Natural-language object grounding data
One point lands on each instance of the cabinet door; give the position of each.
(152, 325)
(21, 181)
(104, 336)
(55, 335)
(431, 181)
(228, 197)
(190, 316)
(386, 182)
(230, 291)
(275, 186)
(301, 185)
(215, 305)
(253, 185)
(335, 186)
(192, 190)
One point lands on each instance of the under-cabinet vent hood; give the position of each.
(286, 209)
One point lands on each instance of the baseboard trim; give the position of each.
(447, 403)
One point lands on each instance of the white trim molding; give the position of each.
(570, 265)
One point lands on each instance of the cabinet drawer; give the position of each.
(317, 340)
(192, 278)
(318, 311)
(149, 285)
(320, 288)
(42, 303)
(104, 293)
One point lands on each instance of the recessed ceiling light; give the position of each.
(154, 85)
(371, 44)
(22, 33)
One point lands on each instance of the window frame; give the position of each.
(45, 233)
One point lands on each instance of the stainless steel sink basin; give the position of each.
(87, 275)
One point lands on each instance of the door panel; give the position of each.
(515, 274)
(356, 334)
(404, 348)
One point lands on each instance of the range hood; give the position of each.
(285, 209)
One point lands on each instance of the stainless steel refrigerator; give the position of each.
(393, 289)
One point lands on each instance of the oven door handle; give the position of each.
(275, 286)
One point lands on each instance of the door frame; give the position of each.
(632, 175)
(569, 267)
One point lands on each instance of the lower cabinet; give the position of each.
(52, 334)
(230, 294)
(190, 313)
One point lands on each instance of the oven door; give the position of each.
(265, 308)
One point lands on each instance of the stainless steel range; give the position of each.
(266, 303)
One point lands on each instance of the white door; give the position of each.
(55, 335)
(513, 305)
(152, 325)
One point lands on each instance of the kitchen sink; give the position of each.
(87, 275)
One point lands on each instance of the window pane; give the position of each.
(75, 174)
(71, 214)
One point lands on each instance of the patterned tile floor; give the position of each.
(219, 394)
* * *
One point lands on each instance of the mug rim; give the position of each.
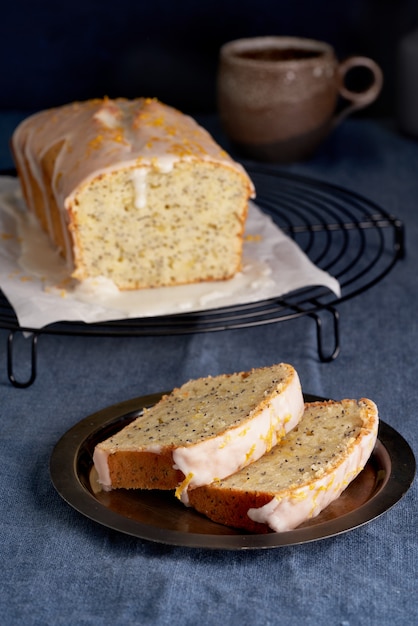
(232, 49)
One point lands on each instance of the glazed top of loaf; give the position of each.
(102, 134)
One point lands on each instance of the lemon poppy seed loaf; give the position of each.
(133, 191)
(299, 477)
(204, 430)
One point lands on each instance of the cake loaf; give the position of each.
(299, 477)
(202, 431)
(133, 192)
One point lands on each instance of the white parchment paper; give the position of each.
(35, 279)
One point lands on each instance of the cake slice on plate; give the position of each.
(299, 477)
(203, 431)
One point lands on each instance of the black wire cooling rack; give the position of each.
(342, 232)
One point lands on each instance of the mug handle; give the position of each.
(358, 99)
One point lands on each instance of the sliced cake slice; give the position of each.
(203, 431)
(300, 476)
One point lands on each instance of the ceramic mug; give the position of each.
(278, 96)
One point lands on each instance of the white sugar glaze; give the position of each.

→ EXERCISE OBJECTIVE: Print again the lines of the entries above that fall between the line holding "One point lands on each instance of the black" and the line holding "One point lands on each instance of the white sugar", inclusive, exactly as they stand.

→ RESULT OF THIS TASK:
One point lands on each instance of the black wire cooling rack; give the position of each.
(342, 232)
One point lands on each instance of the mug handle; give the position of each.
(358, 99)
One point lands on each instance of the sliced cake slice; give the position of each.
(203, 431)
(300, 476)
One point lands on each instance of the ceramic mug; give the position of each.
(278, 96)
One point lands on each instance of the white sugar glaze; give the position of each.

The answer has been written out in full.